Text passage:

^^^^^^^^

15 Dormer Place, Leamington Spa CV32 5AA. Tel: 0926 451792.

Open Monday to Friday for lunch and Monday to Saturday for dinner. Set three-course lunch for pounds 12.50, set three-course dinner for pounds 18.50. All credit cards accepted.

GOOD food is, I suppose, generated by various economic motors. In London, office blocks full of bankers or journalists will spawn a good restaurant round the corner; other eating places spring to life in the wake of middle-class colonisation of what were once workers' ghettos. In the country, the process is more difficult to assess; restaurants there depend on a far larger catchment area and tourism is a great help. Stratford-on-Avon is probably the hub of good food for those in Leamington Spa, but the proprietor of Les Plantagenets also advertises repas d'affaires.

I was there last week on the way to a meeting with the Royal Shakespeare Company, borrowing a bed from a former pupil. As I gave up teaching 30 years ago all my pupils are quite old now, but this was a highly original boy who has since distinguished himself in the arts, and when I asked him and his lady companion out to dinner he suggested Les Plantagenets. I used to teach him French, and we spent some time initially wondering whether there ought really to be an acute accent on repas d'affaires, and whether it was intended to lure less sophisticated Warwickshire businessmen who were having affairs. We also considered the word Plantagenets, which the restaurant sometimes prints with a circumflex on the last 'e', and sometimes not.

The restaurant is extremely modest in appearance, in the basement of a white-painted Georgian house in a terrace facing a green beside the old baths. There is a tiny bar, too small to do much more than perch in, and one room with at most 10 tables. The decor is charming, with a wooden dado panelled in a gothic pattern, and the proprietor has framed what looks like a set of academic robes, which he explained belonged to his father, a member of some wine-bibbing fraternity founded by Rabelais. This, I am sure, appeals to the cultural fall-out from Stratford.

Monsieur Loth, who runs the restaurant, is an Angevin. This provoked more discussion as to whether Angevins came from Anjou or Angers. M Loth - from Anjou - is neat, with sharp handsome features and an air of old-fashioned French efficiency.

At the table we began to reminisce about poor old dead beaks and boys who had since gone to prison. If we had not been in such a nostalgic mood we should probably have settled for the set menu at pounds 18.50. It offers a choice of four starters. There is potage Parisien, smoked salmon with a marinade, sweetbread braised in port or avocado pear with king prawns in garlic mayonnaise.

^^^^^^^^

Data section:
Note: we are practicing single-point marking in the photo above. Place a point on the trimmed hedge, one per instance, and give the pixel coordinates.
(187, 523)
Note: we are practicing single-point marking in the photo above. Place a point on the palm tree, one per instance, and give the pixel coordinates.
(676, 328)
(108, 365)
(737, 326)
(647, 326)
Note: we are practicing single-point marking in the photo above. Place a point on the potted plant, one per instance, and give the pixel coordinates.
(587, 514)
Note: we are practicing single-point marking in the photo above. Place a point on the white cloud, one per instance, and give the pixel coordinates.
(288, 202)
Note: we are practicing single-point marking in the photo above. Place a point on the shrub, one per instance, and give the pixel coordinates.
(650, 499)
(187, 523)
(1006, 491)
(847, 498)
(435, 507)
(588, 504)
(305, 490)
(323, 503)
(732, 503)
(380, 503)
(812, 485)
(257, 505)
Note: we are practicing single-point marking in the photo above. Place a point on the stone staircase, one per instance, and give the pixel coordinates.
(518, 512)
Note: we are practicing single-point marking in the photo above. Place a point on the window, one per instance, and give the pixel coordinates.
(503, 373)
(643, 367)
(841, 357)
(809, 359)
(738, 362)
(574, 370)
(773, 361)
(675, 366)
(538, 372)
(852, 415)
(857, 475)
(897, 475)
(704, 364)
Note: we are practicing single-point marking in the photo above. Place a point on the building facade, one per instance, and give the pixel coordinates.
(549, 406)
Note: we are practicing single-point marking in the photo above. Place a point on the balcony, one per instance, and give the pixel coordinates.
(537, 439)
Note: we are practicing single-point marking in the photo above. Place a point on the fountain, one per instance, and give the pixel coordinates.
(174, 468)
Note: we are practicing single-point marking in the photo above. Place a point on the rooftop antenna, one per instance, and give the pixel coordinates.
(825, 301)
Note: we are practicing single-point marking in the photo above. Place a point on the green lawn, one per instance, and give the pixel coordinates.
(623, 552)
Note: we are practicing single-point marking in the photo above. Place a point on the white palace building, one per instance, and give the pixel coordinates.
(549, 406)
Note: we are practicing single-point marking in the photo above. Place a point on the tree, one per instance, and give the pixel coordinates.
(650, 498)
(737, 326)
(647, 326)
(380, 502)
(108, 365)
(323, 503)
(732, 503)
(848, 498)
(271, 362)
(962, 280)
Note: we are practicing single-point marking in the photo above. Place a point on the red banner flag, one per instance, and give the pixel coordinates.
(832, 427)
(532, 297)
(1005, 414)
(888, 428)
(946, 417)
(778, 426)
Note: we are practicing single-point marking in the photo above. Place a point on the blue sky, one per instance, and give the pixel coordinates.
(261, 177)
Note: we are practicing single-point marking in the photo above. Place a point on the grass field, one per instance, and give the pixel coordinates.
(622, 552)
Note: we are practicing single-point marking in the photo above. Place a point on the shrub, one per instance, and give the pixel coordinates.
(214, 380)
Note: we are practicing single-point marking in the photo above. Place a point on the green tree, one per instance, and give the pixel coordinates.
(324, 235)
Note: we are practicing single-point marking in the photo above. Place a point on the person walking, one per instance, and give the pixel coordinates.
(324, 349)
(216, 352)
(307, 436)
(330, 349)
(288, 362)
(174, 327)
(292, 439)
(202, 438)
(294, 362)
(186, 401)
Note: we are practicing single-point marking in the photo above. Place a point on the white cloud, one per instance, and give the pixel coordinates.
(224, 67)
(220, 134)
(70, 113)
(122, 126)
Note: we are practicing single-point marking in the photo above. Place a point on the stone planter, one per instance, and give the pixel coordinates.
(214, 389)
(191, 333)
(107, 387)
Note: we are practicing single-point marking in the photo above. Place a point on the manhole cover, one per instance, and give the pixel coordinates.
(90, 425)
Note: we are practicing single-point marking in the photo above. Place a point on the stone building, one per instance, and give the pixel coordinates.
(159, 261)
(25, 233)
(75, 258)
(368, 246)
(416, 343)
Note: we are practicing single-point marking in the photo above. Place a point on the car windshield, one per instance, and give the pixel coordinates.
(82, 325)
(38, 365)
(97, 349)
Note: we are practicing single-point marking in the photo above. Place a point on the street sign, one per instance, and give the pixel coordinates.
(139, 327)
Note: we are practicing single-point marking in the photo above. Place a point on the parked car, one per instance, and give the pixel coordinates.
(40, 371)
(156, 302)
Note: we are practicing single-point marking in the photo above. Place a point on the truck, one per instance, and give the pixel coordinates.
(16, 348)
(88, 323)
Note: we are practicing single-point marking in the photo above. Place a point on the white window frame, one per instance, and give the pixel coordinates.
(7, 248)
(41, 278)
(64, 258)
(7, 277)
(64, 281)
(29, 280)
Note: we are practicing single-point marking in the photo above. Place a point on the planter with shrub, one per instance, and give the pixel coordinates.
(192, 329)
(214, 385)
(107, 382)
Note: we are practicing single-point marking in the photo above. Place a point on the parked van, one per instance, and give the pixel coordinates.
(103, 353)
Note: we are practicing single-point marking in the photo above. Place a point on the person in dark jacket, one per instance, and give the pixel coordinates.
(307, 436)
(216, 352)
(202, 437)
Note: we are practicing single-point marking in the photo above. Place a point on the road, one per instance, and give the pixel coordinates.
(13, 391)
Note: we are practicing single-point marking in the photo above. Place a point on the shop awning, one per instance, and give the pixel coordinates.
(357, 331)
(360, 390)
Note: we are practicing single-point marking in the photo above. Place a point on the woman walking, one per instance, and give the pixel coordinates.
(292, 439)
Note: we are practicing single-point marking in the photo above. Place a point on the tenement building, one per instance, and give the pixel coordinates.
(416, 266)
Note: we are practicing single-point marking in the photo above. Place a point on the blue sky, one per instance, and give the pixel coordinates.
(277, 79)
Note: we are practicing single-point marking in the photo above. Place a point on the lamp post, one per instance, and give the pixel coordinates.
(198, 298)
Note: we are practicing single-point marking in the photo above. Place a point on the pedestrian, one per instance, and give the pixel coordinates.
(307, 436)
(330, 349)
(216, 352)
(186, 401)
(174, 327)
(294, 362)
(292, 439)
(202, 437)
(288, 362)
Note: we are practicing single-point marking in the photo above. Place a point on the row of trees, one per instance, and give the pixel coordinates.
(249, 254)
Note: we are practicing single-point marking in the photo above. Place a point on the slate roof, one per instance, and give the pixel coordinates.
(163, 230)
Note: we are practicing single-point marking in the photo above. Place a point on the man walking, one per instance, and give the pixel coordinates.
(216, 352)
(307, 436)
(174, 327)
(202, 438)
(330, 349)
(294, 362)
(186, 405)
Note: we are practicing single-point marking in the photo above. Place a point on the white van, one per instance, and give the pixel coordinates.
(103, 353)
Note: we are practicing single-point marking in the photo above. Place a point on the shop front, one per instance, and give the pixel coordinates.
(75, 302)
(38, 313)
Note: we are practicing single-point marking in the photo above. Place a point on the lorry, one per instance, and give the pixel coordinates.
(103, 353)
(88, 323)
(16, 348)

^^^^^^^^

Written request A: Gather every line of the listing that contains the string "building", and match case exactly.
Written request B: Continue the restaurant review from the point where it stops.
The listing has no connection to the restaurant review.

Exercise answer A:
Note: we are practicing single-point marking in the photo above. Place a point on the building facade, one per instance, and give the pixel coordinates.
Note: we are practicing single-point marking in the photo above. Place a point on the white palace building, one per instance, and give the pixel coordinates.
Note: we are practicing single-point marking in the photo above. Place a point on the stone building, one per instance, and give the pixel coordinates.
Note: we are practicing single-point marking in the photo above. Place a point on the tenement building, one per instance, and give the pixel coordinates.

Exercise answer B:
For a main course you can have stewed sirloin of beef, fillet of sole, breast of chicken stuffed with a puree of mushrooms 'flambee' with brandy and finished with a Loire wine and cream, or escalopine de pigeon a l'orange et Cointreau. There is also a choice of vegetables or a salad, with cheese or a pudding.

Driven by bonhomie and nostalgia, we opted instead for the a la carte. M Loth suggested various alternatives, all enunciated with a fine French accent and graphic use of a well-sharpened pencil. I remember in particular something cooked 'weez funnel'.

After a glass of the house white I fell for something he recommended, which was asparagus cooked in the normal way - I won't attempt the accent but I strongly recommend it to collectors - and then baked for a moment in 'zer hoven' with smoked salmon. My old pupil started with gambas - peeled king prawns with garlic and parsley - and his companion had something else recommended involving langoustines.

Aware of my role as Restaurant Expert and a former teacher of French, I told her that langoustines were definitely crayfish. My old pupil thought they were Dublin Bay prawns. I chuckled at his ignorance and was halfway through an amusing anecdote about an old man eating crayfish in Denmark when M Loth returned to the table. I asked him whether it was not true that langoustines were crayfish. M Loth was convinced they weren't, but was tactful enough to wrinkle his brow for a moment before calling into the kitchen to confirm that crayfish were ecrevisses. Langoustines were Dublin Bay prawns. It was on the tip of my tongue to floor him by asking him what gambas were, but I thought I might be sacrificing credibility.

The companion had clearly lost all faith in my abilities either as a teacher of French or restaurant critic, but said that the langoustines were very good. My old pupil was also very complimentary about the gambas. Looking at them out of the corner of my eye while pretending to pick up my napkin it seemed to me that langoustines were about twice as big as gambas, but more serious linguists and gastronomes should probably consult a dictionary.

My asparagus was okay, but a bit complicated by the smoked salmon.

For the main course, the companion ordered medaillon de porc, jus a l'orange et gingembre; I had monkfish roasted with mussels and prawns and my old pupil had some poached salmon. He said it was very good. So was the pork, which the companion very generously gave me a mouthful of to taste, and my monkfish was excellent, un-mixed up, delicately textured and delicious.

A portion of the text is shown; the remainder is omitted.